:: Excerpt to read ::

Once more, with feeling: Santa’s magic, children’s wisdom, and inequality

Can we have art and literature, some with magic, as well as science, rationality, gifts, and a modicum of equality all in one modern society? These are the things I worry about.

This kind of joy-killing is extra necessary in this year of a very-early Hanukkah, when the Jewish kids have already gotten tired of their presents before the so-called “Holidays” are even really here. The other reason to dwell on this kind of anti-Christianity is just to undermine its taken-for-granted nature. Today an entire Virginia public school district closed rather than teach a single lesson about Islam. WhiteChristian terrorism still doesn’t really count. And out-atheist politicians are as rare as unicorns.

So you can consider this my overreaction. This essay isn’t perfect, but I haven’t come up with a revision yet, so reposting it for this Xmas season will have to do.

Here is the latest version of this essay.


December 2014

Eric Kaplan, channeling Francis Pharcellus Church, writes in favor of Santa Claus in the New York Times. The Church argument, written in 1897 and barely updated here, is that (a) you can’t prove there is no Santa, so agnosticism is the strongest possible objection, and (b) Santa enriches our lives and promotes non-rationalized gift-giving, “so we might as well believe in him.” That’s the substance of it. It’s a very common argument, identical to one employed against atheists in favor of belief in God, but more charming and whimsical when directed at killjoy Santa-deniers.

All harmless fun and existential comfort-food. But we have two problems that the Santa situation may exacerbate. First is science denial. And second is inequality. So, consider this an attempted joyicide.

Science

From Pew Research comes this Christmas news:

In total, 65% of U.S. adults believe that all of these aspects of the Christmas story – the virgin birth, the journey of the magi, the angel’s announcement to the shepherds and the manger story – reflect events that actually happened.

:::

Stated problem 1: List the aspects of the Christmas story that the Pew Research figure in the essay on Santa Claus and inequality covers.
Stated problem 2: Write the next part of the essay on Santa Claus and inequality, beginning after its final sentence.

:: Provided material ::

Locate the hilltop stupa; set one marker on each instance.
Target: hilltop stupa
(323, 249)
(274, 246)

:::

Task response 1:
- the virgin birth
- the journey of the magi
- the angel's announcement to the shepherds
- the manger story

Task response 2:
Here are the details:

PR_14.12.15_Christmas-05

So the Santa situation is not an isolated question. We’re talking about a population with a very strong tendency to express literal belief in fantastical accounts. This Christmas story is the soft leading edge of a more hardcore Christian fundamentalism. For the past 20 years, the General Social Survey GSS has found that a third of American adults agrees with the statement, “The Bible is the actual word of God and is to be taken literally, word for word,” versus two other options: “The Bible is the inspired word of God but not everything in it should be taken literally, word for word”; and,”The Bible is an ancient book of fables, legends, history, and moral precepts recorded by men.” Those “actual word of God” people are less numerous than the virgin-birth believers, but they’re related.

Using the GSS I analyzed the attitudes of the “actual word of God” people (my Stata data and work files are here). Controlling for their sex, age, race, education, political ideology, and the year of the survey, they are much more likely than the rest of the population to:

  • Agree that “We trust too much in science and not enough in religious faith”
  • Oppose marriage rights for homosexuals
  • Agree that “people worry too much about human progress harming the environment”
  • Agree that “It is much better for everyone involved if the man is the achiever outside the home and the woman takes care of the home and family”

This isn’t the direction I’d like to push our culture. Of course, teaching children to believe in Santa doesn’t necessarily create “actual word of God” fundamentalists. But I expect it’s one risk factor.

Children’s ways of knowing

A little reading led me to this interesting review of the research on young children’s skepticism and credulity, by Woolley and Ghossainy (citations below were mostly referred by them).

It goes back to Margaret Mead’s early work. In the psychological version of sociology’s reading history sideways, Mead in 1932 reported on the notion that young children not only know less, but know differently, than adults, in a way that parallels social evolution. Children were thought to be “more closely related to the thought of the savage than to the thought of the civilized man,” with animism in “primitive” societies being similar to the spontaneous thought of young children. This goes along with the idea of believing in Santa as indicative of a state of innocence.

In pursuit of empirical confirmation of the universality of childhood, Mead investigated the Manus tribe in Melanesia, who were pagans, looking for magical thinking in children: “animistic premise, anthropomorphic interpretation and faulty logic.”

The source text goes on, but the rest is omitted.